*Set task*. Count the lines in the data below that contain the string "shirt", and reply with the number alone.

*Dataset rows*.
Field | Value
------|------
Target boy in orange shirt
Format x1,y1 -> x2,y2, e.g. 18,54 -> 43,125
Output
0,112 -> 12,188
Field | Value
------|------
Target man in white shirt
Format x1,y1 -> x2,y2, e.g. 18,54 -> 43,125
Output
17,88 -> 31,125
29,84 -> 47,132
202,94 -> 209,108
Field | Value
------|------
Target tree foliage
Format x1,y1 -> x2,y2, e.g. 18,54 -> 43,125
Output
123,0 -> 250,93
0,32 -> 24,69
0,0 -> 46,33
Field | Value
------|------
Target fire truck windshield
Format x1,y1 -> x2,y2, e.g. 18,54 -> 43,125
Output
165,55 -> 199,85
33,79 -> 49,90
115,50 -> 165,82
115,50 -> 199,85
==
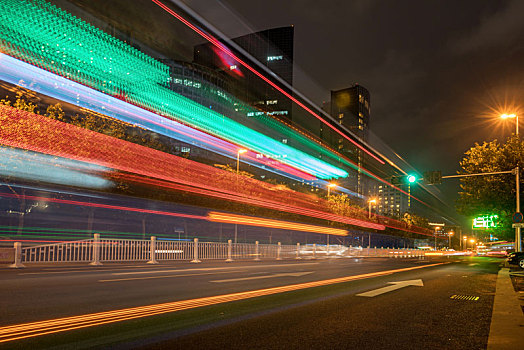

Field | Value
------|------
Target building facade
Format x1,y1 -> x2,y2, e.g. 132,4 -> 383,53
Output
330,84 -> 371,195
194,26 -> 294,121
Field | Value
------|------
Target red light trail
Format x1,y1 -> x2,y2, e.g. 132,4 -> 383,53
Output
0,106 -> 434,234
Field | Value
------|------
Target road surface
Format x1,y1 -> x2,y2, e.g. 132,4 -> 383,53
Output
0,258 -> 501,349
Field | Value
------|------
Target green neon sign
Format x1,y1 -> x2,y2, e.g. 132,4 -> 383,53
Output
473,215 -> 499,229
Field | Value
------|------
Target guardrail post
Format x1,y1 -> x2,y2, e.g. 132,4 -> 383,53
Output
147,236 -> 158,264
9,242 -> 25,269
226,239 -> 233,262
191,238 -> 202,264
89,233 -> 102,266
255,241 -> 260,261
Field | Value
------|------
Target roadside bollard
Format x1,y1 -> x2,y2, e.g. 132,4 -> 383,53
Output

*Response for this exercise*. 2